Set down each record exactly as written.

===== Data provided =====

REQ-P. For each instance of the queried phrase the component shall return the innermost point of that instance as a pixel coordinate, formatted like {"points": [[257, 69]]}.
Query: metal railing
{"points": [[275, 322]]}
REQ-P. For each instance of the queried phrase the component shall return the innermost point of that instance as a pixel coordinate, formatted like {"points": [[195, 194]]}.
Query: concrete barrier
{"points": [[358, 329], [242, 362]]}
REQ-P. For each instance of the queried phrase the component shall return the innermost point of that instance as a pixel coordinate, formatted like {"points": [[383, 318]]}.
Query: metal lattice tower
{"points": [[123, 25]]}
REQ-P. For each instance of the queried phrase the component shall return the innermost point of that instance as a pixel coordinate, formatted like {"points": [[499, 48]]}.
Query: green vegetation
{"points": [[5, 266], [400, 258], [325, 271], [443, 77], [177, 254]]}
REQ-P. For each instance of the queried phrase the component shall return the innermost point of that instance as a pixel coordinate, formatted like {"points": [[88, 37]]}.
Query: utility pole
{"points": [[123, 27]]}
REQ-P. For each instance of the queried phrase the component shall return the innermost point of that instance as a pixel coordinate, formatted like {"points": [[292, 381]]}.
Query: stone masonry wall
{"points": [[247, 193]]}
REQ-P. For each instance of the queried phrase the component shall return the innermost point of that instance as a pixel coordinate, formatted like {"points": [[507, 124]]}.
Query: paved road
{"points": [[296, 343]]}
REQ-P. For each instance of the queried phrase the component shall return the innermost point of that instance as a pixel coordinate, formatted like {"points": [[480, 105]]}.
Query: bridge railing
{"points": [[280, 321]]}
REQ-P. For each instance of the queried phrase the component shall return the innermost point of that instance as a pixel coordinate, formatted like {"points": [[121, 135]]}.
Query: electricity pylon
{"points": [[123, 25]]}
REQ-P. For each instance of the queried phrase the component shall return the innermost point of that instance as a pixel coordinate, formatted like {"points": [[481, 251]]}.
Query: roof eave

=====

§ Worked solution:
REQ-P. For each instance of the queried phrase the component shall return the innermost point of that instance as a pixel coordinate, formatted like {"points": [[257, 69]]}.
Query: metal railing
{"points": [[275, 322]]}
REQ-P. For each instance of the queried phrase the component shall return the innermost point of that instance as a pixel coordinate, formatted like {"points": [[195, 194]]}.
Query: concrete barrier
{"points": [[358, 329], [242, 362]]}
REQ-P. For each instance of the queried phrase the component shall return the innermost point of that instance as a pixel coordinate, formatted like {"points": [[383, 318]]}.
Query: metal lattice tower
{"points": [[123, 25]]}
REQ-P. For each instance of the queried phrase the component shall return the innermost point of that instance as a pixel coordinate, formatted like {"points": [[499, 48]]}.
Query: green vegetation
{"points": [[5, 266], [400, 258], [325, 271], [443, 77], [177, 254]]}
REQ-P. For each instance of the queried phrase the component shall return the innermost point of that instance as a pixel coordinate, formatted like {"points": [[88, 37]]}.
Query: utility pole
{"points": [[123, 27]]}
REQ-P. For each instance of the queried phrase the component shall return the innermost point of that instance as a pixel coordinate, formatted like {"points": [[292, 381]]}.
Query: stone masonry wall
{"points": [[247, 193]]}
REQ-P. For each instance of the queried phrase the component shall return the innermost point of that instance as a pixel coordinate, formatted like {"points": [[507, 124]]}.
Query: paved road
{"points": [[296, 343]]}
REQ-P. For each instance of the queried phrase the component shall return the innermost point of that instance as a pixel coordinate, formatted like {"points": [[480, 105]]}.
Query: bridge railing
{"points": [[280, 321]]}
REQ-P. For each instance of the queried phrase the component shall return the innermost point of that instance as a pixel coordinate, formatted like {"points": [[121, 135]]}.
Query: electricity pylon
{"points": [[123, 25]]}
REQ-P. For each instance of the queried phrase the component shall return the innermost point of that instance as a pixel coordinate, formatted like {"points": [[481, 251]]}.
Query: roof eave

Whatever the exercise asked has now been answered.